→ Your task: Among the records that follow, set down only the lines from the one containing "Query: orange marigold flower" to the one containing "Annotate each instance of the black fur", both included, exactly.

→ Extracted information:
-- Opening Marker --

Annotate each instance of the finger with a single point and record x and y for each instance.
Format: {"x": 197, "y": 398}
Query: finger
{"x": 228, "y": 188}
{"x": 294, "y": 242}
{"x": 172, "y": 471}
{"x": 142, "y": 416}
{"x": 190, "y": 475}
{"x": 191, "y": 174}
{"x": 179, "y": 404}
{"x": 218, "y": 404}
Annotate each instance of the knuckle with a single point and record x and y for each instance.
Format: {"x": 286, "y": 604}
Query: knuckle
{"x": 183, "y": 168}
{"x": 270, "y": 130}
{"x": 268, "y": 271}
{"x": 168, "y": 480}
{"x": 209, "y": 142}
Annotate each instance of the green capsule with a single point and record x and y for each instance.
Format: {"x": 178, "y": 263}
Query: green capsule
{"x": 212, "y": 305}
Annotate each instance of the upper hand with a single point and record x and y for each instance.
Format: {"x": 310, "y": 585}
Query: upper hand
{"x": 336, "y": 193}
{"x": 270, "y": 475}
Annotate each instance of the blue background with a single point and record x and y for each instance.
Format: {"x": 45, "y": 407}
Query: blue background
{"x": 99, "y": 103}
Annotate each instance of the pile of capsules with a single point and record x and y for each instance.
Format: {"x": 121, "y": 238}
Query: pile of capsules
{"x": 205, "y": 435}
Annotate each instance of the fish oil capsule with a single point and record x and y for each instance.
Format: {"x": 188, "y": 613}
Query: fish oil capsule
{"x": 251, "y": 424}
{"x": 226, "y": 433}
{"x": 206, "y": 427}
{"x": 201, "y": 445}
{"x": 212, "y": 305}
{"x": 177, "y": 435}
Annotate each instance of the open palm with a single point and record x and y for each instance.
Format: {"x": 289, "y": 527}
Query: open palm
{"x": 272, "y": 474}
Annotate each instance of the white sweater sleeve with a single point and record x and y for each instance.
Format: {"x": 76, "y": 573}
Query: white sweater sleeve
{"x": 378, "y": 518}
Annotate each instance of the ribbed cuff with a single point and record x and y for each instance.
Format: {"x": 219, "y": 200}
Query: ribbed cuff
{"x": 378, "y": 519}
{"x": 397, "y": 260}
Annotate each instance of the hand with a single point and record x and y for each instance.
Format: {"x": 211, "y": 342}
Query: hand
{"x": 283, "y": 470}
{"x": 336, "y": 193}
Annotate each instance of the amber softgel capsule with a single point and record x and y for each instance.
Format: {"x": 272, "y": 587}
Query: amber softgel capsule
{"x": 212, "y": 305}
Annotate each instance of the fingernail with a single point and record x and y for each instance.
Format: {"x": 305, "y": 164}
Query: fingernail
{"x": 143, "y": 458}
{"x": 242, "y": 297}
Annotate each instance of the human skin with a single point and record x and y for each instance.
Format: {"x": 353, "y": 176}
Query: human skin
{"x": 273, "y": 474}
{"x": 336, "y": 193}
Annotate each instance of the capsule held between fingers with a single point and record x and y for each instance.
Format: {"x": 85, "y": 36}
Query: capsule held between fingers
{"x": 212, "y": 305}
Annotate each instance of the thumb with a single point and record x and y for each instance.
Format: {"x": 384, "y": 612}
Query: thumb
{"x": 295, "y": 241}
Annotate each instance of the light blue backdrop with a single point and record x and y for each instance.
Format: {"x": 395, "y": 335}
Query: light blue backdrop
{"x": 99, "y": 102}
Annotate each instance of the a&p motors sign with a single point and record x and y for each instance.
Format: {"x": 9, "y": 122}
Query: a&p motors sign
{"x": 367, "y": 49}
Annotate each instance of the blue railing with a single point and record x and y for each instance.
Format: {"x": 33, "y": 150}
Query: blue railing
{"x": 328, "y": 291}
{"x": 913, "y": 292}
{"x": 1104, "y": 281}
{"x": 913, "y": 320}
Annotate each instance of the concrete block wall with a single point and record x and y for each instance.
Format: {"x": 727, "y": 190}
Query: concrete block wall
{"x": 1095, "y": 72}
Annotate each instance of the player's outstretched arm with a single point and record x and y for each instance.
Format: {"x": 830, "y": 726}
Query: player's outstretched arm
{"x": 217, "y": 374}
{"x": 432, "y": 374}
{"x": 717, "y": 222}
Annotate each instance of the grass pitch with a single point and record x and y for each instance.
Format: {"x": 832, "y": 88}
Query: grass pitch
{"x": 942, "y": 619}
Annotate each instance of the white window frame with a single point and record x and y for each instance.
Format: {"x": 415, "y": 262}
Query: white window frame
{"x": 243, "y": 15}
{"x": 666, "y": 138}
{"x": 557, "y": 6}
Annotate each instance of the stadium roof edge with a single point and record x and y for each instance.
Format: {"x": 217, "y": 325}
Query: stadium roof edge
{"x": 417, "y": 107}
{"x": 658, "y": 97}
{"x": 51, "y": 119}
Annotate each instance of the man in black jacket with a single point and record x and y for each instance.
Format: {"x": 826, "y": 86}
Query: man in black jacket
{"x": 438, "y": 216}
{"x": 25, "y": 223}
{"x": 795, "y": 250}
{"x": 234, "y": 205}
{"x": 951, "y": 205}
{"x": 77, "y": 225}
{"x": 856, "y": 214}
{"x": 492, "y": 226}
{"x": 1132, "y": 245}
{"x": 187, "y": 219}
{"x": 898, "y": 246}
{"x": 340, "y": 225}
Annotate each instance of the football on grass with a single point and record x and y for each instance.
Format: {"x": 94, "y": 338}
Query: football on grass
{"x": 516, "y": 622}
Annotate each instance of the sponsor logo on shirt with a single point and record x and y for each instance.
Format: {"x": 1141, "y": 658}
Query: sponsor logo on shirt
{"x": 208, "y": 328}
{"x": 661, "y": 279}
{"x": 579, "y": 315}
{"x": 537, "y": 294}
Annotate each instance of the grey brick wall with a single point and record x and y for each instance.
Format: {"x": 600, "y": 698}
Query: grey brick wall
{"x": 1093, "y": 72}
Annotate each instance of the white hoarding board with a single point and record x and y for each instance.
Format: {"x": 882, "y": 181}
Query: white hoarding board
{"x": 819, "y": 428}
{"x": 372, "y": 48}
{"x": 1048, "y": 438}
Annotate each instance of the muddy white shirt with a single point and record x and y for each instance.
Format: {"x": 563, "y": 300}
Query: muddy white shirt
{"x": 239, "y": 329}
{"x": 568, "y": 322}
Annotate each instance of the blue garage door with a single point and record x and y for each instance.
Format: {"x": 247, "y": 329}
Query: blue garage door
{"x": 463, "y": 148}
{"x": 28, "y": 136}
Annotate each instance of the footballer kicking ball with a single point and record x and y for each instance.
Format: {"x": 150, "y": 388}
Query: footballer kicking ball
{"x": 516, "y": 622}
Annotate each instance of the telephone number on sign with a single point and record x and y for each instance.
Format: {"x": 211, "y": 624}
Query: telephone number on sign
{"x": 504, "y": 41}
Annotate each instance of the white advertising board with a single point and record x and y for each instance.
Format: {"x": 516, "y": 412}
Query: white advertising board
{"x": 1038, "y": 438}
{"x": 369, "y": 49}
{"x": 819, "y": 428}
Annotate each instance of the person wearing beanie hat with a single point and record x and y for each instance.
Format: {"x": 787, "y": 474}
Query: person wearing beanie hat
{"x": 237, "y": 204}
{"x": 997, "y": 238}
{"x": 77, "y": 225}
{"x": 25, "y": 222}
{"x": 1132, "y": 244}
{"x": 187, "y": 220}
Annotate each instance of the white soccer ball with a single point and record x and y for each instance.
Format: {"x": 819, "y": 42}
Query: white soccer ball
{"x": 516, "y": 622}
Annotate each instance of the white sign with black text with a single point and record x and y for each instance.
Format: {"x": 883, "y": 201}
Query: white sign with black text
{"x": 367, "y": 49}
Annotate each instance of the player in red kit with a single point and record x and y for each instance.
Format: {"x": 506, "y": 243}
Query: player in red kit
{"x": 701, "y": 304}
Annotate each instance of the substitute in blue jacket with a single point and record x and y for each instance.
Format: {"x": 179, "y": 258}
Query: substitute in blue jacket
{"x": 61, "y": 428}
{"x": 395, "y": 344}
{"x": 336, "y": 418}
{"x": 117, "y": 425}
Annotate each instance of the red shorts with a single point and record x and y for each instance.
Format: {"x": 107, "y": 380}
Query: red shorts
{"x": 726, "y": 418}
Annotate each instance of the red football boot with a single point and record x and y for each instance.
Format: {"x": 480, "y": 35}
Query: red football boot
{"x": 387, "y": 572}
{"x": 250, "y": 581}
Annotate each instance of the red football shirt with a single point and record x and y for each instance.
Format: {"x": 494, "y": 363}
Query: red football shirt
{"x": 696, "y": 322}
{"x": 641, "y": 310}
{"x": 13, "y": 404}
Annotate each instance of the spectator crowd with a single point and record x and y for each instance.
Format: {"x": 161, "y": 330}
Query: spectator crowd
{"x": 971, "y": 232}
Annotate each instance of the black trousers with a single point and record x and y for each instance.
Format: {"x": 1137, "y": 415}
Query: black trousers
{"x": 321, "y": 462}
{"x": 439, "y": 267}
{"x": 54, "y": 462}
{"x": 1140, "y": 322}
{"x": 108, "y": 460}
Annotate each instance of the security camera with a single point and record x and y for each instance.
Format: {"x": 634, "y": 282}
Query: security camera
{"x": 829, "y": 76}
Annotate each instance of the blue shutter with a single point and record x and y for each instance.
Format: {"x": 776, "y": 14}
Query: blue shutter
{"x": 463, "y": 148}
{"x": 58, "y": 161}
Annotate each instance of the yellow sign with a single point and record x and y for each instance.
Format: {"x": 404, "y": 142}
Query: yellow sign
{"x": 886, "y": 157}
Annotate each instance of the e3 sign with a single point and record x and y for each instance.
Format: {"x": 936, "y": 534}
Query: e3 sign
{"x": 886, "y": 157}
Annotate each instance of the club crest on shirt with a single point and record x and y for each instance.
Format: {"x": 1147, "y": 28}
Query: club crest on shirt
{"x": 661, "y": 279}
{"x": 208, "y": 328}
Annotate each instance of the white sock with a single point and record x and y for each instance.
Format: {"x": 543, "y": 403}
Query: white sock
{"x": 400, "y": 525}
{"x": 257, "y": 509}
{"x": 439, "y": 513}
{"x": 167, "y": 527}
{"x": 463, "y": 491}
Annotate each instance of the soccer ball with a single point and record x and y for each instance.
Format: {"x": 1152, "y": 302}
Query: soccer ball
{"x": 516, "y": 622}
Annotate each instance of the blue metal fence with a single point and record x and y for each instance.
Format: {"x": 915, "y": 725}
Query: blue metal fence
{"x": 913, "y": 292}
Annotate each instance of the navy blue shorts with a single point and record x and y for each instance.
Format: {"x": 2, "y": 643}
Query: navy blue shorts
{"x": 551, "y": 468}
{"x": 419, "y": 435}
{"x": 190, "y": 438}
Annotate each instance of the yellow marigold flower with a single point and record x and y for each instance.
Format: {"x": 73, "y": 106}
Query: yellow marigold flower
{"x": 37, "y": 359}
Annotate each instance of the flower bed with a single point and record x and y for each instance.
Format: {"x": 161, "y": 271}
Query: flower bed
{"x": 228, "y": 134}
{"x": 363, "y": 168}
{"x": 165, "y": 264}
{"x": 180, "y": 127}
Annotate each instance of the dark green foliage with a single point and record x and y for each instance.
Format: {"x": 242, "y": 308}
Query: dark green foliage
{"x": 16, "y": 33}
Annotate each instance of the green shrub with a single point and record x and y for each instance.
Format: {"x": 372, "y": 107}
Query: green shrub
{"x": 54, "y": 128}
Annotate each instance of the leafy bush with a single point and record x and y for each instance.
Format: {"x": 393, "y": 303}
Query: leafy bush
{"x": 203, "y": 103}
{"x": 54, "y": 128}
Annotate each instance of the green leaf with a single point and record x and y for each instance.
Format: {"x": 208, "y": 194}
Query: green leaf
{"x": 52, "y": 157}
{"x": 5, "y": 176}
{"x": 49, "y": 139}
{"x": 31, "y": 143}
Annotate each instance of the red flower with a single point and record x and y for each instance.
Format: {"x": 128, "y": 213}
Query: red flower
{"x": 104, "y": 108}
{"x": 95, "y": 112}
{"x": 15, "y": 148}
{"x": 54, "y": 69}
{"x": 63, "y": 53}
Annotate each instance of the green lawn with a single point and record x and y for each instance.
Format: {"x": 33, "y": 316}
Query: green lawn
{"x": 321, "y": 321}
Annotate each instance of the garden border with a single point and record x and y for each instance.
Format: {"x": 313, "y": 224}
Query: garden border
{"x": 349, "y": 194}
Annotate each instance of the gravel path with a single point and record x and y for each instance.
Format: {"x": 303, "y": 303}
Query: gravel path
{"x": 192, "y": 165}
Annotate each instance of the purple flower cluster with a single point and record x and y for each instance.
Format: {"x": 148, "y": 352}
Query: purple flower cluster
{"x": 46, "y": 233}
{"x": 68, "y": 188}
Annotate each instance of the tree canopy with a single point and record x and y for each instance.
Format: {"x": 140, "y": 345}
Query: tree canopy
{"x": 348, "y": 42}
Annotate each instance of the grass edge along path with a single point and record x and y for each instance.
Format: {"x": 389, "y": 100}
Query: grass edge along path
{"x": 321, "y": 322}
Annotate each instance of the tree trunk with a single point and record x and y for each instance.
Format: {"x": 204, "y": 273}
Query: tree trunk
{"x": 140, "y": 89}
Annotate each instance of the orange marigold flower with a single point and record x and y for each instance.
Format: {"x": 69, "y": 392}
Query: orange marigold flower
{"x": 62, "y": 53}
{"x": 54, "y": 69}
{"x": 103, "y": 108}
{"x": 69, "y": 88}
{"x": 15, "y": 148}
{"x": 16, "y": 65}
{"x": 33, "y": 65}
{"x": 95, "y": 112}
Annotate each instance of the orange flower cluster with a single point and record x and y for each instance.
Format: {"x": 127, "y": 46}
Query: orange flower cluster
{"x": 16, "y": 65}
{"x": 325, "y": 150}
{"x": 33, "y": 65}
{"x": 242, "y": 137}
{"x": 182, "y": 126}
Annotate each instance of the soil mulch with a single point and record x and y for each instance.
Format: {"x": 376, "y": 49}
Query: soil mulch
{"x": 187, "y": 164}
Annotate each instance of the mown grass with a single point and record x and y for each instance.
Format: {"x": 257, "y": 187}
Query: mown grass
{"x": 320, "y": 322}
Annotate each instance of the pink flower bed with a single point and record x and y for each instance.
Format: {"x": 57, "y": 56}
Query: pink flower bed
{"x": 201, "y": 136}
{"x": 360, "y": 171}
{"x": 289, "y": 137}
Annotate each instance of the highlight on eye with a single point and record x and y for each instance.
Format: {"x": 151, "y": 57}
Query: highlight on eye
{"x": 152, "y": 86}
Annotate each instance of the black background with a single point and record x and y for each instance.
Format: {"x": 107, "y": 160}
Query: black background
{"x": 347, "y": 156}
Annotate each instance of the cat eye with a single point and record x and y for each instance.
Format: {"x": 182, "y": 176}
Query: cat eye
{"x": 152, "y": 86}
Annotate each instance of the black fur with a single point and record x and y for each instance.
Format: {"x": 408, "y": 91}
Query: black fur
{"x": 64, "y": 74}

-- Closing Marker --

→ Exercise response:
Query: orange marigold flower
{"x": 62, "y": 53}
{"x": 54, "y": 69}
{"x": 103, "y": 108}
{"x": 69, "y": 88}
{"x": 15, "y": 148}
{"x": 16, "y": 65}
{"x": 33, "y": 65}
{"x": 95, "y": 112}
Annotate each instance of the orange flower cluster with a single point and record x and y for each instance.
Format: {"x": 127, "y": 46}
Query: orange flower cluster
{"x": 16, "y": 65}
{"x": 325, "y": 150}
{"x": 33, "y": 65}
{"x": 242, "y": 137}
{"x": 182, "y": 126}
Annotate each instance of the soil mulch with a single point and record x and y for each instance.
Format: {"x": 376, "y": 49}
Query: soil mulch
{"x": 187, "y": 164}
Annotate each instance of the mown grass with a single point and record x and y for each instance.
Format: {"x": 257, "y": 187}
Query: mown grass
{"x": 320, "y": 322}
Annotate each instance of the pink flower bed with a single point and record x and y for each instance.
Format: {"x": 57, "y": 56}
Query: pink flower bed
{"x": 201, "y": 136}
{"x": 360, "y": 171}
{"x": 289, "y": 137}
Annotate each instance of the highlight on eye with a single point and record x and y for each instance.
Format: {"x": 151, "y": 57}
Query: highlight on eye
{"x": 152, "y": 86}
Annotate each instance of the black background with a single point and record x and y for each instance.
Format: {"x": 107, "y": 160}
Query: black background
{"x": 347, "y": 156}
Annotate each instance of the cat eye with a single point and record x and y for each instance.
Format: {"x": 182, "y": 176}
Query: cat eye
{"x": 152, "y": 86}
Annotate each instance of the black fur with a single point and record x and y for each instance.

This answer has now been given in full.